### TASKS TO CARRY OUT
• A. Answer these questions from the Shōno-juku text:
(i) In what year was Shōno-juku established?
(ii) What population did the 1843 guidebook record for the town?
(iii) What is the title of Hiroshige's Hōeidō edition print of Shōno-juku?
• B. The Shōno-juku text lists facilities from the 1843 guidebook. Give each type with its number.
• C. From the Shōno-juku text, pull out the passage starting at "Shōno-juku (庄野宿, Shōno-juku)" and ending at "two official honjin.".

### SOURCE TEXT
=-=-=
Forty-fifth of the 53 stations of the Tōkaidō

Shōno-juku (庄野宿, Shōno-juku) was the forty-fifth of the fifty-three stations (shukuba) of the Tōkaidō connecting Edo with Kyoto in Edo period Japan. It was located in former Ise Province in what is now the city of Suzuka, Mie Prefecture, Japan.

==History==
Shōno-juku was established in 1624 and was thus the last post station to be established on the Tōkaidō. The reason for its establishment is unclear, but it was built at a pre-existing settlement. The scale of the post station was small, and the number of visitors staying was few, leading the shogunate in 1815 to halve the number of people authorized to man the two official honjin.

Per the 1843 "東海道宿村大概帳" (Tōkaidō Shukuson Taigaichō) guidebook issued by the Inspector of Highways (道中奉行, Dōchu-būgyō), the town had a population of 855 with one honjin, one wakihonjin, and 15 hatago. It had one Tonyaba, for the stabling of packhorses and warehousing of goods, and one kōsatsu for the display of official notifications. It was 400.9 kilometers from Edo. The distance between neighboring Ishiyakushi-juku and Shōno-juku was less than three kilometers, making it the second shortest interval between stations on the Tōkaidō.

Shōno-juku established an archives museum in 1998 in one of the surviving buildings of the post station. It contains information on Shōno-juku's honjin, other buildings and aspects of daily life, such as folk tools, farm tools, and daily necessities. The building is not a restored honjin as stated in some guidebooks, but is the restored residence of local artist Hikosaburo Kobayashi, and the building also displays paintings and documents related to his life.

== Shōno-juku in The Fifty-three Stations of the Tōkaidō==
Utagawa Hiroshige's ukiyo-e Hōeidō edition print of Shōno-juku dates from 1833 -1834. It is titled Shōno's White Rain (白雨, Haku'u). and depicts a group of travelers with straw raincoats and umbrellas, caught in a sudden summer thunderstorm and hurrying towards shelter. Kago (palanquin) bearers with a seated passenger are struggling up the slope, and a farmer with a straw raincoat and a traveler with an umbrella are struggling down the slope in the opposite direction. The thatched roofs of the post station are depicted in the lower right corner of the composition.
=-=-=
Referring expression data:
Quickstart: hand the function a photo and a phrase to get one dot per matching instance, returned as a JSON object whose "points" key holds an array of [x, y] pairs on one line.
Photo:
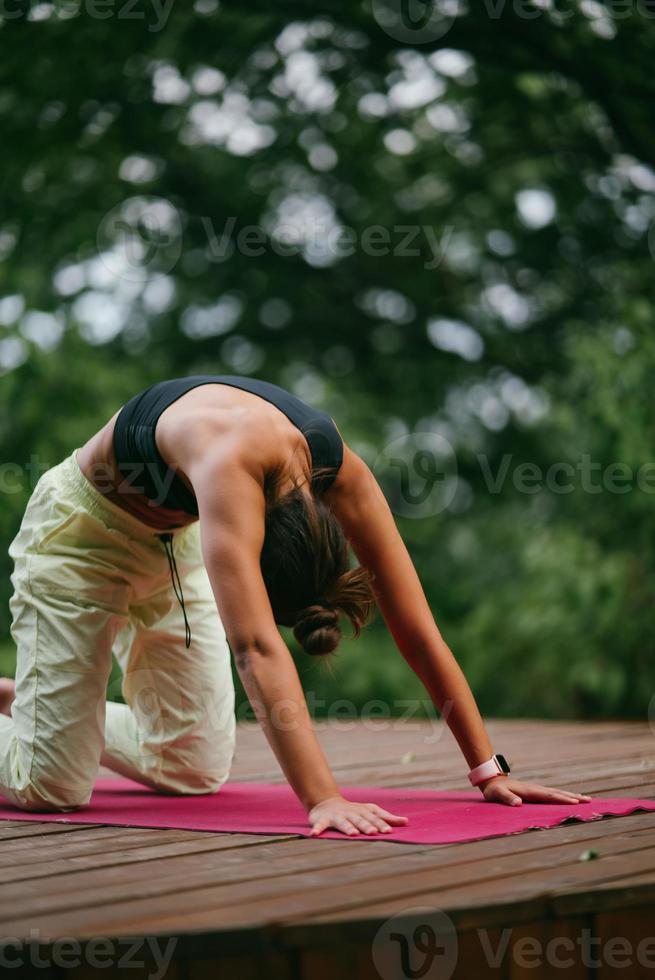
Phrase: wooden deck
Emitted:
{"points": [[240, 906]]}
=-=-=
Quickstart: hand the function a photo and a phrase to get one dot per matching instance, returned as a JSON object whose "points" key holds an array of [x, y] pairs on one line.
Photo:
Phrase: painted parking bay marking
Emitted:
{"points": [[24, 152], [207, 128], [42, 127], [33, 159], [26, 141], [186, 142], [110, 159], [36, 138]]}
=-=-=
### SOLUTIONS PER TASK
• A.
(i) 1624
(ii) 855
(iii) Shōno's White Rain (白雨, Haku'u)

• B.
honjin: 1
wakihonjin: 1
hatago: 15
Tonyaba: 1
kōsatsu: 1

• C.
Shōno-juku (庄野宿, Shōno-juku) was the forty-fifth of the fifty-three stations (shukuba) of the Tōkaidō connecting Edo with Kyoto in Edo period Japan. It was located in former Ise Province in what is now the city of Suzuka, Mie Prefecture, Japan.

==History==
Shōno-juku was established in 1624 and was thus the last post station to be established on the Tōkaidō. The reason for its establishment is unclear, but it was built at a pre-existing settlement. The scale of the post station was small, and the number of visitors staying was few, leading the shogunate in 1815 to halve the number of people authorized to man the two official honjin.